_EXERCISE GOAL:_
Can you find the lines of the listing that include "balcony" and copy every one?

_SOURCE INFORMATION:_
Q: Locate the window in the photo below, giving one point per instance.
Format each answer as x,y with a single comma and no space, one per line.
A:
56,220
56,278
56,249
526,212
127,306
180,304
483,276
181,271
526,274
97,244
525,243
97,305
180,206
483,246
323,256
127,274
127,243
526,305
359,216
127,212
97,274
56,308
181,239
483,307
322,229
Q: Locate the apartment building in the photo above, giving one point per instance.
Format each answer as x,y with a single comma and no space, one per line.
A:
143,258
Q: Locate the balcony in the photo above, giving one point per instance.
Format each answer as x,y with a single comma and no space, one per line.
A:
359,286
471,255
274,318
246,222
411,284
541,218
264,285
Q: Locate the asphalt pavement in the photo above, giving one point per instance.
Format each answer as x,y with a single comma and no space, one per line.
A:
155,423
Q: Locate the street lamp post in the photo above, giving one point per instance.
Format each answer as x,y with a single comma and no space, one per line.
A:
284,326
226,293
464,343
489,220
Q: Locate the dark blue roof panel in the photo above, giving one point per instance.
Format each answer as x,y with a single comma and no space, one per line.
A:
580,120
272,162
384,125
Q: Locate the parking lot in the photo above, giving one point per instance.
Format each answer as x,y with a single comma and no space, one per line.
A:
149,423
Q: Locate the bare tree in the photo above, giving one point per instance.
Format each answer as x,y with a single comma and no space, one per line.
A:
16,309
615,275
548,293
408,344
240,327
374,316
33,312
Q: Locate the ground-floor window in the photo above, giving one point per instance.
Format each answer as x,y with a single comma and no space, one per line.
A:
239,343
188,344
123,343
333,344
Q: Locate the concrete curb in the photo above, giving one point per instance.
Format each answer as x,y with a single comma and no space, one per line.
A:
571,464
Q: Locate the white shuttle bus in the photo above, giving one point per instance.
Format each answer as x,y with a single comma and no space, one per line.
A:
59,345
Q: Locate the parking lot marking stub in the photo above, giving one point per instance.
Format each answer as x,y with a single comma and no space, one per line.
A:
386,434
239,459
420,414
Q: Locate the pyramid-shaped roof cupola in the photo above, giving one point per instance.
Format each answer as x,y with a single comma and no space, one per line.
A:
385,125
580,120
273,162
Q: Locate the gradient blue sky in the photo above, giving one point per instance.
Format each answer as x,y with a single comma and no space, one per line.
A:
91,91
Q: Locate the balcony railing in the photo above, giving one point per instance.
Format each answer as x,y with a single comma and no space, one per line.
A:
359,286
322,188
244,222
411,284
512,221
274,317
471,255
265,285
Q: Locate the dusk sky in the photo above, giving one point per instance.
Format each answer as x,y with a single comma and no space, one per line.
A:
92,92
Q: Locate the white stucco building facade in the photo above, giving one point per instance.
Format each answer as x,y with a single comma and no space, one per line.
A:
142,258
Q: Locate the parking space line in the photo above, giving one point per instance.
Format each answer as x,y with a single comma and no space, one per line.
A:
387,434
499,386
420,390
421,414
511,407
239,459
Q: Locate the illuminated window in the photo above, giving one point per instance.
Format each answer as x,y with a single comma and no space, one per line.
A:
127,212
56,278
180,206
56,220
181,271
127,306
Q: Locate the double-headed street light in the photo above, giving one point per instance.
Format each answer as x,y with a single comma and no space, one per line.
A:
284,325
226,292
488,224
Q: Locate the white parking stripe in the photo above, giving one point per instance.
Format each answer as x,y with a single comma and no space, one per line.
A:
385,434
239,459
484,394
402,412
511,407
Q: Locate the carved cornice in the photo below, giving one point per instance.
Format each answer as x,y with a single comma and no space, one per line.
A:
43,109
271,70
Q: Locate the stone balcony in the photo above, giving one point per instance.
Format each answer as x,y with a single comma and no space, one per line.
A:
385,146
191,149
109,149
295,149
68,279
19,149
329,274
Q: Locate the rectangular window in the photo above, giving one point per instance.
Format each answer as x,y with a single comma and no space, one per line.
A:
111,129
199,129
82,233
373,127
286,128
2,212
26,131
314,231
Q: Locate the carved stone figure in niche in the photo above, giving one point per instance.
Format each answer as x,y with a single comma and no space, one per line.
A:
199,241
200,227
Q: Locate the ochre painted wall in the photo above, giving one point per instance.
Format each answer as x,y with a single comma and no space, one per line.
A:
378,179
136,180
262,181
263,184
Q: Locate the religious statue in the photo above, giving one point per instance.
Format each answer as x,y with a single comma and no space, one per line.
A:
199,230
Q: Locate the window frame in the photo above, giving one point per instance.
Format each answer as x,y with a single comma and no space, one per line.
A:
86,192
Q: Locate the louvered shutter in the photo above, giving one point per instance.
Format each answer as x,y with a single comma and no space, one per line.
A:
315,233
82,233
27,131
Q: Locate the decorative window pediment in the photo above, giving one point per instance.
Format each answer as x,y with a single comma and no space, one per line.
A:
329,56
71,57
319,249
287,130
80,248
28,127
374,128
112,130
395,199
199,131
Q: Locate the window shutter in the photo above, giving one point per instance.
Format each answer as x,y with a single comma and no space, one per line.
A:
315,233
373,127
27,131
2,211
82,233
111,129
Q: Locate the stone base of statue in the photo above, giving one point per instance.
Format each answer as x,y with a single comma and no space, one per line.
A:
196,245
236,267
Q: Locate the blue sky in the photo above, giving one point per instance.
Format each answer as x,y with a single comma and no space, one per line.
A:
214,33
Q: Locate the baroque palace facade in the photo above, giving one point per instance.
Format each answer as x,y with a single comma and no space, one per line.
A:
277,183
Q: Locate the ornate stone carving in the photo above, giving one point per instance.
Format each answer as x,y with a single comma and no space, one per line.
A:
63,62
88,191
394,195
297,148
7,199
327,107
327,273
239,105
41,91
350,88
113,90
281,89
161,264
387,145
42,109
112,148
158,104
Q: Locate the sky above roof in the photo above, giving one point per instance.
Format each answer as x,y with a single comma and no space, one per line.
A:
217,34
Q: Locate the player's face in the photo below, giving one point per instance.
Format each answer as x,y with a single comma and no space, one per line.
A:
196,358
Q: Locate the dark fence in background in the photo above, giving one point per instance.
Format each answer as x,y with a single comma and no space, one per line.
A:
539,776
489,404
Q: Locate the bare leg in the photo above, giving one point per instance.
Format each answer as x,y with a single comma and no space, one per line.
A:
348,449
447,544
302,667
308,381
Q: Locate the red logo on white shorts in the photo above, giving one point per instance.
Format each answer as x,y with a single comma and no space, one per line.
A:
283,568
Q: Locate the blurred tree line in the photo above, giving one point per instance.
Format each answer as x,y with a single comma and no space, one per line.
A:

_RESPONSE TO THE EXERCISE:_
Q: Locate the balcony in the photo above, giving one point per instance.
Q: Locate the balcony railing in the photo above, giving one point per instance.
Q: Locate the stone balcony in the photo above, giving one point per instance.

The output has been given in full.